- **Set exercise**:
Reproduce verbatim the lines in the rows below, beginning with the line that contains "--target wet rock" and continuing through the line that contains "169], [297, 168]]", with both of those lines included.

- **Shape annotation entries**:
━━━━━━━━━━━━━━━━

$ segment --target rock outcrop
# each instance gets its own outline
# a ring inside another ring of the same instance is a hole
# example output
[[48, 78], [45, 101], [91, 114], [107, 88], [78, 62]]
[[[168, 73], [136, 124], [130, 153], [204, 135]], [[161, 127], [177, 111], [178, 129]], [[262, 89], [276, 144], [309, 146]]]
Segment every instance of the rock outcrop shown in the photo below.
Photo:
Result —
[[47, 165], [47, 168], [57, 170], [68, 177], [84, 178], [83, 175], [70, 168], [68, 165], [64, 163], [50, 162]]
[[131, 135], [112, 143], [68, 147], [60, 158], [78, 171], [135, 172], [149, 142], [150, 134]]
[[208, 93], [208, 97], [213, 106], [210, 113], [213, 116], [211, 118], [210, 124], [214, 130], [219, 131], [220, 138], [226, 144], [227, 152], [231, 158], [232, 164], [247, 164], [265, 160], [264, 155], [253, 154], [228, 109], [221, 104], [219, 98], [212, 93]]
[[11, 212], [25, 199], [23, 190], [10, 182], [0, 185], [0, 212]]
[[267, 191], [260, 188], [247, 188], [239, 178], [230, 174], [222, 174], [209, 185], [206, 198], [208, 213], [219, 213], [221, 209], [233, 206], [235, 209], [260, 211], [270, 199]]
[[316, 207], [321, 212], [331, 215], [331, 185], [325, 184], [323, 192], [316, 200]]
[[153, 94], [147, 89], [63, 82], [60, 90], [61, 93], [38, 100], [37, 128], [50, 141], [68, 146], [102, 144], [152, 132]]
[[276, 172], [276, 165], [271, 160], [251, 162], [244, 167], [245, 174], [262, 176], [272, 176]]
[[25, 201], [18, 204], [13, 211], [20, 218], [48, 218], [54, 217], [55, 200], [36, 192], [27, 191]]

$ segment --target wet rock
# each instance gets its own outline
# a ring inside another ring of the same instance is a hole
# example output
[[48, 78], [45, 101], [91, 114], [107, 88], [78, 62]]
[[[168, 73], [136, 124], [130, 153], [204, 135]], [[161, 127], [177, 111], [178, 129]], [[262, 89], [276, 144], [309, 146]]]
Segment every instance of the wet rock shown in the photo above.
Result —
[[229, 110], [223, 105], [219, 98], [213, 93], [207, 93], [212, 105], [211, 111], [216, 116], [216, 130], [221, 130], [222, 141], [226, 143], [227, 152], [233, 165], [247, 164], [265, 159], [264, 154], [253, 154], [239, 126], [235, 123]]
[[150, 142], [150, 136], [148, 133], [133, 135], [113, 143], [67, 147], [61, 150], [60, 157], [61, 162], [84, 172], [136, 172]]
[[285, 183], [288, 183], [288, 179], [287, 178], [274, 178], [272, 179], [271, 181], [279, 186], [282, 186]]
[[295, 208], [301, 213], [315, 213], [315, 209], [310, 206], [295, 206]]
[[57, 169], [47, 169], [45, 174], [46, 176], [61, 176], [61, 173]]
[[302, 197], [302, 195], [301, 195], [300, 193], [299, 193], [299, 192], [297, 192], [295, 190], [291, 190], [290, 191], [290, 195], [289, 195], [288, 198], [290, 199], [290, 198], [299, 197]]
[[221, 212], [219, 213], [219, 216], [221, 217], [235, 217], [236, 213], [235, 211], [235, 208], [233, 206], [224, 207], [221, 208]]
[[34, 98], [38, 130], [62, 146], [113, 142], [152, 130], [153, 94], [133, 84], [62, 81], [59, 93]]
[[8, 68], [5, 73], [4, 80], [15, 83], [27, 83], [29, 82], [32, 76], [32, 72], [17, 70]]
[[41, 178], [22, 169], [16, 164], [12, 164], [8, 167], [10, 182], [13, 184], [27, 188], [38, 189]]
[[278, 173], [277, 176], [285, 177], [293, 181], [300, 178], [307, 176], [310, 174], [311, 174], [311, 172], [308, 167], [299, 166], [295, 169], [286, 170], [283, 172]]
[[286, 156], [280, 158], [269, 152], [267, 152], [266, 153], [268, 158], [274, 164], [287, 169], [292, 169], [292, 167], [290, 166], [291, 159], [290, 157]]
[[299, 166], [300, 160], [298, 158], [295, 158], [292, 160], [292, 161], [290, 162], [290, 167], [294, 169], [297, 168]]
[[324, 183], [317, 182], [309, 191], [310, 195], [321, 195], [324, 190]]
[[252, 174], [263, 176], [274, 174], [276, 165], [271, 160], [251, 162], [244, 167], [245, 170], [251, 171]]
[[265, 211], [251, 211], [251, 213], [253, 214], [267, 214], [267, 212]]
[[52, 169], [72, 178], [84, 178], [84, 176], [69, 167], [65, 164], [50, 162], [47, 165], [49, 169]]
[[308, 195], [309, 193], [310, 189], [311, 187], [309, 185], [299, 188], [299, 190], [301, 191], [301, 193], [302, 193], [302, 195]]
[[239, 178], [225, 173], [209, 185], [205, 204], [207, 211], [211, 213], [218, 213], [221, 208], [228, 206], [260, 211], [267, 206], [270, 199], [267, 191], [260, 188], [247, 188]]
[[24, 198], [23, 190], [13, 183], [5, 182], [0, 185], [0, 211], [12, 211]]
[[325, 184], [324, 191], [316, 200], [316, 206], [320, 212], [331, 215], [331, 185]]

━━━━━━━━━━━━━━━━

- **Solution to the problem**:
$ segment --target wet rock
# each instance gets its own outline
# a ring inside another ring of the same instance is a hole
# example output
[[48, 78], [45, 101], [91, 114], [107, 88], [78, 62]]
[[[168, 73], [136, 124], [130, 153], [204, 135]], [[161, 127], [177, 111], [178, 129]], [[262, 89], [276, 144], [309, 146]]]
Segment every instance of the wet rock shown in the photo above.
Result —
[[229, 110], [223, 105], [219, 98], [213, 93], [207, 93], [212, 105], [211, 111], [216, 116], [216, 130], [221, 130], [222, 141], [226, 143], [227, 152], [233, 165], [247, 164], [265, 159], [264, 154], [253, 154], [239, 126], [235, 123]]
[[150, 142], [150, 136], [148, 133], [133, 135], [113, 143], [67, 147], [61, 150], [60, 157], [61, 162], [84, 172], [136, 172]]
[[285, 183], [288, 183], [288, 179], [287, 178], [274, 178], [272, 179], [271, 181], [279, 186], [282, 186]]
[[295, 208], [301, 213], [315, 213], [315, 209], [310, 206], [295, 206]]
[[57, 169], [47, 169], [45, 174], [46, 176], [61, 176], [61, 173]]
[[302, 197], [302, 195], [301, 195], [300, 193], [299, 193], [299, 192], [297, 192], [295, 190], [291, 190], [290, 191], [290, 195], [289, 195], [288, 198], [290, 199], [290, 198], [299, 197]]
[[221, 212], [219, 213], [219, 216], [221, 217], [235, 217], [236, 213], [235, 211], [235, 208], [233, 206], [224, 207], [221, 208]]
[[34, 98], [38, 130], [62, 146], [113, 142], [152, 130], [153, 94], [133, 84], [62, 81], [59, 93]]
[[8, 68], [5, 73], [4, 80], [15, 83], [27, 83], [29, 82], [32, 76], [32, 72], [17, 70]]
[[41, 178], [22, 169], [16, 164], [12, 164], [8, 167], [10, 182], [13, 184], [27, 188], [38, 189]]
[[278, 173], [277, 176], [285, 177], [293, 181], [300, 178], [307, 176], [310, 174], [311, 174], [311, 172], [308, 167], [299, 166], [295, 169], [286, 170], [283, 172]]
[[286, 156], [280, 158], [269, 152], [267, 152], [266, 153], [268, 158], [274, 164], [287, 169], [292, 169], [292, 167], [290, 166], [291, 159], [290, 157]]
[[299, 166], [300, 160], [298, 158], [295, 158], [292, 160], [292, 161], [290, 162], [290, 167], [294, 169], [297, 168]]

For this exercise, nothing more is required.